*** AVAILABLE DATA Section Begins ***

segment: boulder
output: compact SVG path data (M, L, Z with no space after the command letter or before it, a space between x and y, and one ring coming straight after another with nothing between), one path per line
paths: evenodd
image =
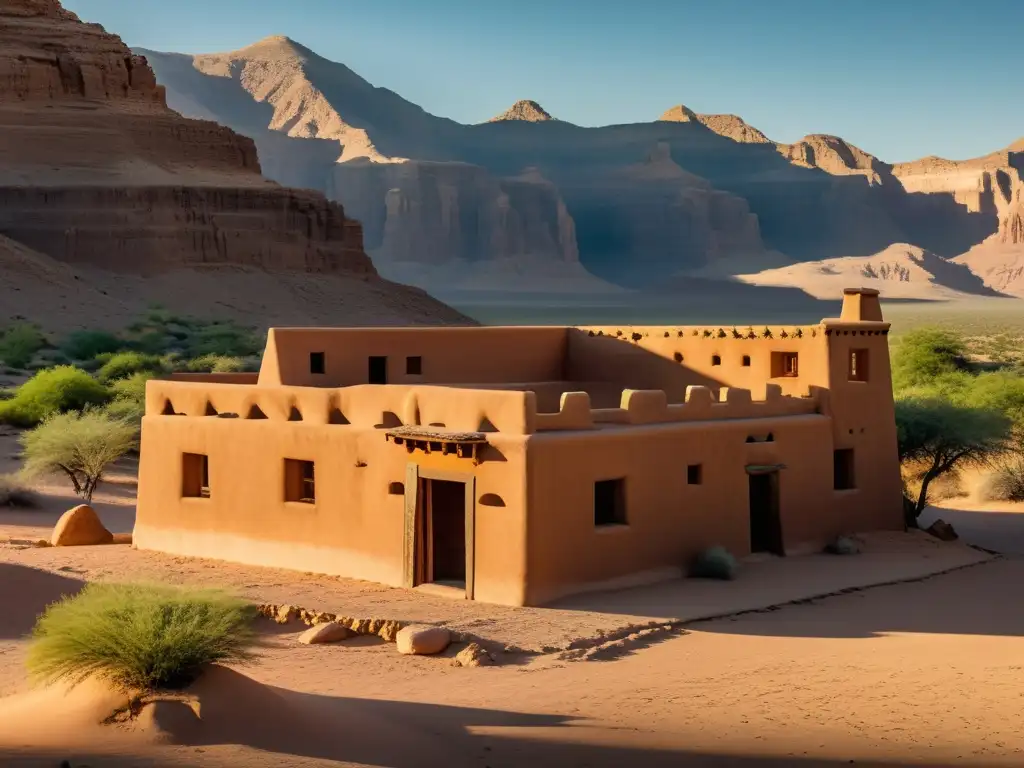
M402 623L399 621L385 621L384 625L377 630L377 636L386 643L393 643L402 631Z
M314 624L301 635L299 642L303 645L320 645L321 643L337 643L354 637L355 632L337 621L326 624Z
M294 605L279 605L274 612L274 621L278 624L287 624L299 617L299 609Z
M494 659L482 646L470 643L455 655L452 664L456 667L489 667L494 664Z
M452 633L444 627L424 625L405 627L395 637L399 653L416 656L440 653L451 641Z
M54 547L88 547L113 541L114 534L103 526L99 515L88 504L79 504L61 515L50 536Z
M852 536L837 536L825 547L830 555L859 555L862 551L860 541Z
M953 526L947 523L945 520L936 520L932 523L925 531L930 533L936 539L940 541L956 541L960 537L957 535L956 530Z

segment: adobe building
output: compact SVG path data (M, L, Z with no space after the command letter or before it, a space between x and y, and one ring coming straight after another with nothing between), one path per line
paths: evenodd
M888 331L272 329L149 382L135 544L538 605L902 530Z

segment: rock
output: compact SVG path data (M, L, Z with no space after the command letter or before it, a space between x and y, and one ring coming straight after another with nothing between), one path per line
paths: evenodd
M456 667L489 667L494 664L494 658L477 643L470 643L455 658L452 664Z
M299 617L299 609L293 605L279 605L274 611L274 621L278 624L287 624L292 619Z
M314 624L299 635L299 642L303 645L319 645L321 643L337 643L341 640L348 640L350 637L355 637L355 632L344 624L331 621L325 624Z
M831 555L859 555L861 544L850 536L837 536L826 545L825 551Z
M395 637L395 643L399 653L429 656L447 648L451 637L451 632L444 627L414 624L401 629Z
M736 578L739 564L725 547L711 547L701 552L690 565L690 575L698 579Z
M957 535L953 526L947 523L945 520L936 520L927 529L926 533L930 533L936 539L940 541L956 541L960 537Z
M377 636L386 643L393 643L401 630L402 623L400 621L385 621L377 631Z
M100 522L99 515L88 504L69 509L53 528L50 544L54 547L89 547L110 544L114 535Z

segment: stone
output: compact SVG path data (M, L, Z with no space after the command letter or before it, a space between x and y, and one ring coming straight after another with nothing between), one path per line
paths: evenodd
M50 545L54 547L89 547L113 541L114 535L88 504L79 504L61 515L50 536Z
M377 631L377 636L386 643L393 643L401 630L402 623L400 621L385 621Z
M292 619L297 619L299 609L293 605L279 605L274 611L274 621L278 624L287 624Z
M299 635L299 642L303 645L319 645L321 643L337 643L341 640L348 640L350 637L355 637L355 632L344 624L330 621L325 624L314 624Z
M960 537L957 535L956 530L952 525L947 523L945 520L936 520L927 529L926 533L930 533L936 539L940 541L956 541Z
M489 667L494 664L494 658L478 643L470 643L455 655L452 664L456 667Z
M415 656L430 656L441 653L451 642L452 636L444 627L414 624L404 627L395 636L398 652Z
M825 551L831 555L859 555L862 548L860 541L851 536L837 536L828 543Z

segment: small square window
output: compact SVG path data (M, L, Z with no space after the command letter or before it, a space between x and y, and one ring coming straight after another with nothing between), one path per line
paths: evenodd
M316 475L312 461L284 460L284 500L316 503Z
M181 495L186 499L210 498L210 458L205 454L181 455Z
M599 480L594 483L594 525L626 525L626 481Z
M686 484L700 485L704 482L704 466L702 464L690 464L686 468Z
M419 355L405 358L405 373L407 376L421 376L423 374L423 358Z
M721 365L722 364L722 357L721 357L721 355L712 355L711 356L711 364L712 365Z
M854 349L850 351L850 381L868 380L868 351L866 349Z
M744 368L749 368L750 367L750 355L744 355L743 356L743 367Z
M323 352L309 353L309 372L313 374L324 374L327 372L327 361Z
M832 457L832 486L837 491L850 491L857 487L855 480L853 449L840 448Z
M796 378L800 375L800 357L796 352L772 352L772 378Z

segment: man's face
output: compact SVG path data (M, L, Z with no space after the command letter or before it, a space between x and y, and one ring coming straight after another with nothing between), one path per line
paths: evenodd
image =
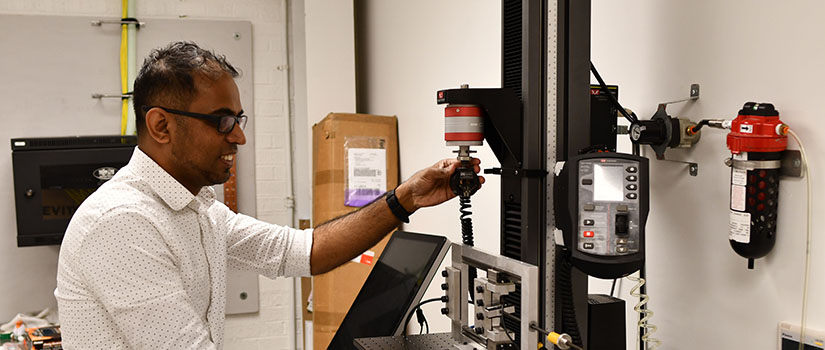
M241 112L238 86L229 74L217 80L195 76L198 94L188 112L212 115L237 115ZM222 134L217 125L206 120L174 115L175 133L171 135L171 151L176 173L190 191L229 180L238 145L246 143L239 125Z

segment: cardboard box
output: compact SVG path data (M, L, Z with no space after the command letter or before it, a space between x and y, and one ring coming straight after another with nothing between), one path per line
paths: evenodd
M360 194L363 184L350 184L348 174L352 169L348 159L356 151L370 152L384 149L386 186L384 191L398 186L398 120L392 116L368 114L330 113L312 127L313 138L313 192L312 223L316 227L358 207L347 203L358 203L365 198ZM376 159L367 159L375 161ZM382 162L384 160L381 160ZM359 168L363 174L377 174L372 170ZM353 181L354 182L354 181ZM349 187L362 187L356 191ZM384 187L384 186L381 186ZM378 191L378 189L376 189ZM381 255L389 236L385 237L367 253L356 258L358 262L348 262L333 271L312 278L312 319L313 346L326 349L341 325L352 302L361 290L372 270L372 262Z

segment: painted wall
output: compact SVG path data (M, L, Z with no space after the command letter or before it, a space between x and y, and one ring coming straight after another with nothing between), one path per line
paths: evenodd
M820 98L810 89L825 78L823 15L825 4L815 1L594 0L592 57L640 118L653 115L657 102L686 96L694 82L702 97L672 106L672 115L733 118L747 101L774 103L812 155L813 188L821 193L825 167L817 155L825 144L818 135L825 125ZM699 176L651 161L648 293L665 348L693 344L700 334L712 348L774 349L777 323L799 323L805 182L782 180L776 246L747 270L727 242L727 155L725 133L704 130L694 149L668 152L668 158L698 162ZM821 212L814 198L814 213ZM815 214L808 324L819 330L825 329L823 225ZM629 287L625 282L623 293Z
M220 18L249 20L253 24L253 72L255 82L255 152L257 158L257 212L262 220L291 224L292 209L286 198L291 194L289 119L287 96L286 2L241 0L225 1L160 1L137 0L137 16L163 18ZM28 1L0 2L3 14L94 15L119 17L117 1ZM140 40L138 36L138 40ZM0 43L2 44L2 43ZM142 58L141 58L142 59ZM118 79L113 77L113 79ZM6 82L8 83L8 82ZM250 109L250 108L247 108ZM11 183L11 172L3 181ZM13 203L0 210L14 211ZM14 244L15 228L2 231L3 244ZM27 248L32 249L32 248ZM46 290L54 289L58 250L36 248L43 254L41 264L25 269L37 271L30 275L31 283L40 283ZM15 261L0 256L0 266L15 266ZM295 311L292 279L260 279L260 312L227 317L227 349L291 349L295 344ZM26 295L2 295L20 299ZM42 300L43 307L54 305L53 298ZM32 310L15 310L32 311ZM6 314L3 312L2 314ZM11 310L8 312L12 313ZM4 316L5 317L5 316ZM5 322L5 320L3 320Z
M457 148L444 143L444 105L436 91L501 86L499 1L358 1L359 112L397 115L401 178ZM482 167L498 166L493 152L478 148ZM500 183L495 175L472 198L476 246L498 252ZM458 199L421 209L404 229L445 235L461 242ZM450 261L448 254L444 261ZM442 294L436 276L424 299ZM449 330L438 303L424 306L433 331ZM415 322L411 322L415 323ZM415 332L418 326L415 325Z
M498 86L499 1L360 1L358 6L359 100L364 112L399 117L402 177L450 156L443 144L443 108L435 91ZM746 5L747 6L744 6ZM694 120L732 118L746 101L773 102L796 129L812 156L814 191L825 185L825 133L818 82L825 80L825 4L814 1L719 2L593 0L592 58L608 83L620 85L622 103L647 119L662 101L685 97L691 83L702 97L674 105L671 114ZM805 252L805 183L782 181L778 241L756 269L727 241L729 169L724 133L704 130L692 150L668 157L699 163L691 177L676 163L651 160L648 292L662 348L774 349L780 321L799 323ZM793 142L791 142L793 144ZM796 146L792 146L796 148ZM650 152L648 152L649 154ZM484 165L494 157L478 153ZM473 198L476 241L498 251L498 188L495 178ZM821 190L819 190L821 192ZM821 212L815 198L814 211ZM808 324L825 329L825 269L821 217L813 218L813 260ZM458 207L450 202L416 213L412 231L459 240ZM440 295L437 283L427 297ZM631 283L621 293L628 308ZM591 281L591 292L608 293L608 281ZM425 307L434 331L446 331L440 306ZM629 322L635 315L628 314ZM635 347L628 324L628 349ZM415 328L417 331L417 327ZM712 344L712 345L711 345Z

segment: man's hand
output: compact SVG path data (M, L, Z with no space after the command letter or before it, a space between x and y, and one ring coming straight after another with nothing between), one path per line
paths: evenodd
M455 158L442 159L433 166L418 171L395 190L398 201L412 213L419 208L441 204L455 197L450 189L450 176L460 163ZM480 163L477 158L472 159L473 171L476 173L481 171ZM483 176L478 179L484 183Z
M450 176L459 164L457 159L444 159L415 173L396 188L399 203L412 213L455 197L450 189ZM473 171L481 171L478 159L473 159L472 164ZM483 177L479 176L478 180L484 183ZM381 197L349 215L316 227L310 255L312 274L325 273L346 263L398 227L400 221L386 202Z

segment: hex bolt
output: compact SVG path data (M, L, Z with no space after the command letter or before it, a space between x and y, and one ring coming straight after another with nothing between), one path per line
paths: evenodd
M484 292L484 287L476 286L476 293L482 293L482 292Z
M447 290L447 284L446 283L441 284L441 290Z
M480 312L479 312L479 313L477 313L477 314L476 314L476 319L483 320L483 319L484 319L484 314L483 314L483 313L480 313Z
M448 314L448 313L450 313L450 309L448 309L448 308L446 308L446 307L442 307L442 308L441 308L441 314L442 314L442 315L446 315L446 314Z

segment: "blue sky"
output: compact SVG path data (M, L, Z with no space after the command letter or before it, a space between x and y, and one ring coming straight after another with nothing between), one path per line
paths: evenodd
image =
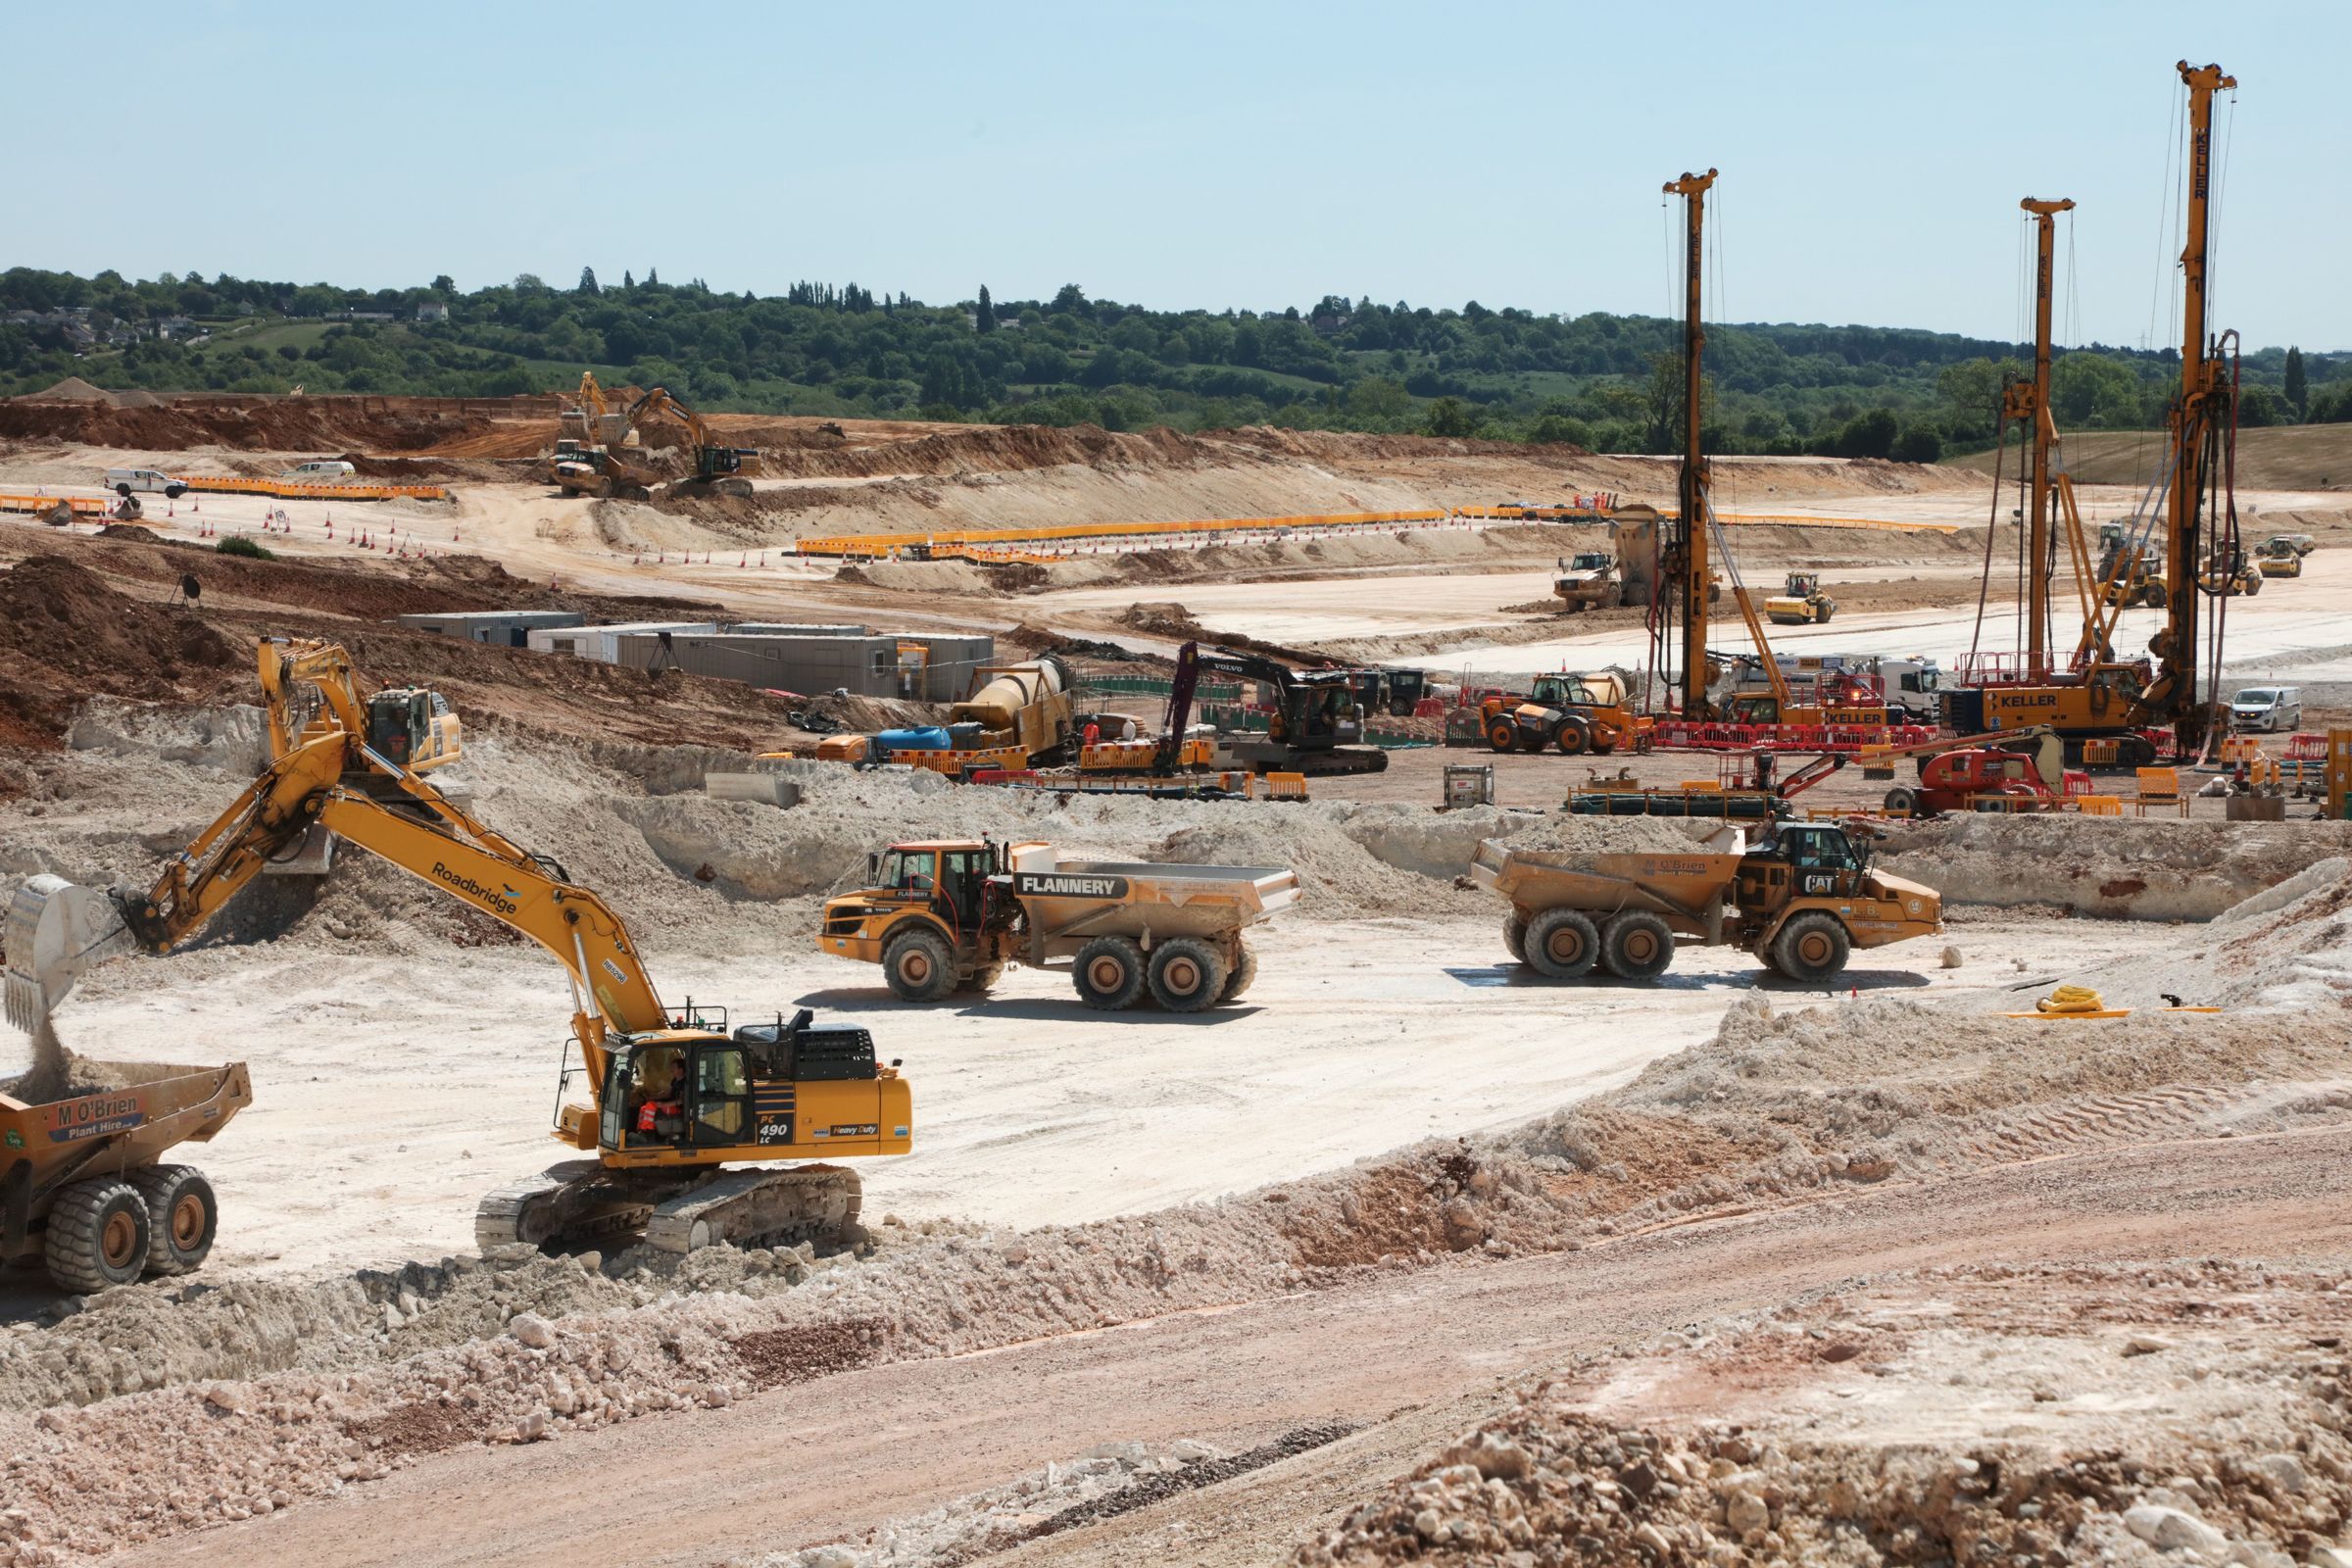
M2340 0L102 15L0 21L60 72L0 165L0 265L1656 314L1658 187L1714 165L1710 315L2010 336L2017 200L2072 196L2061 339L2162 342L2186 56L2243 84L2218 323L2352 348Z

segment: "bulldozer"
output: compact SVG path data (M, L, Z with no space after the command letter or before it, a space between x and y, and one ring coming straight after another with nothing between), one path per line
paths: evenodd
M1780 593L1764 601L1764 616L1776 626L1825 626L1838 613L1838 601L1821 591L1821 573L1792 571Z
M685 1252L854 1234L857 1174L813 1161L911 1147L911 1091L898 1063L875 1060L865 1030L818 1028L805 1010L730 1029L724 1007L691 998L666 1005L600 894L377 749L362 677L343 649L264 638L256 659L268 766L152 886L40 878L20 892L6 931L12 1020L44 1027L93 964L182 946L273 860L323 830L536 942L570 981L554 1137L586 1157L485 1197L474 1219L485 1251L612 1235L642 1234ZM402 690L414 713L414 693ZM318 706L306 721L312 694ZM429 711L438 700L425 697ZM454 725L446 733L442 762L458 755Z
M1605 757L1620 746L1649 750L1655 720L1634 711L1623 677L1600 670L1538 675L1525 697L1489 697L1479 705L1487 745L1497 752L1556 750L1564 757L1587 752Z

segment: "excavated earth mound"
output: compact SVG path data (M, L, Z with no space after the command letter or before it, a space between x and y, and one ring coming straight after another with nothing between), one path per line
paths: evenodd
M93 692L217 697L240 662L206 617L126 598L63 557L0 573L0 743L54 745Z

*** AVAILABLE DATA Section Ends ***

TASK INSTRUCTIONS. With all pictures left out, please transcribe exactly the lines from the start of the material through the line with "segment: adobe building".

EXERCISE RESULT.
segment: boulder
output: compact SVG path data (M, L, Z with no space after the command letter or before it, a space between x and y, and one ring coming straight after another with nothing between), one path per line
paths: evenodd
image =
M402 623L399 621L385 621L384 625L377 630L377 636L386 643L393 643L402 631Z
M314 624L301 635L299 642L303 645L320 645L321 643L337 643L354 637L355 632L337 621L326 624Z
M294 605L279 605L274 612L274 621L278 624L287 624L299 617L299 609Z
M494 659L482 646L470 643L455 655L452 664L456 667L489 667L494 664Z
M452 633L444 627L424 625L405 627L395 637L399 653L416 656L440 653L451 641Z
M54 547L88 547L113 541L114 534L103 526L99 515L88 504L79 504L61 515L50 536Z
M852 536L837 536L825 547L830 555L859 555L862 551L860 541Z
M953 526L947 523L945 520L936 520L932 523L925 531L930 533L936 539L940 541L956 541L960 537L957 535L956 530Z

segment: adobe building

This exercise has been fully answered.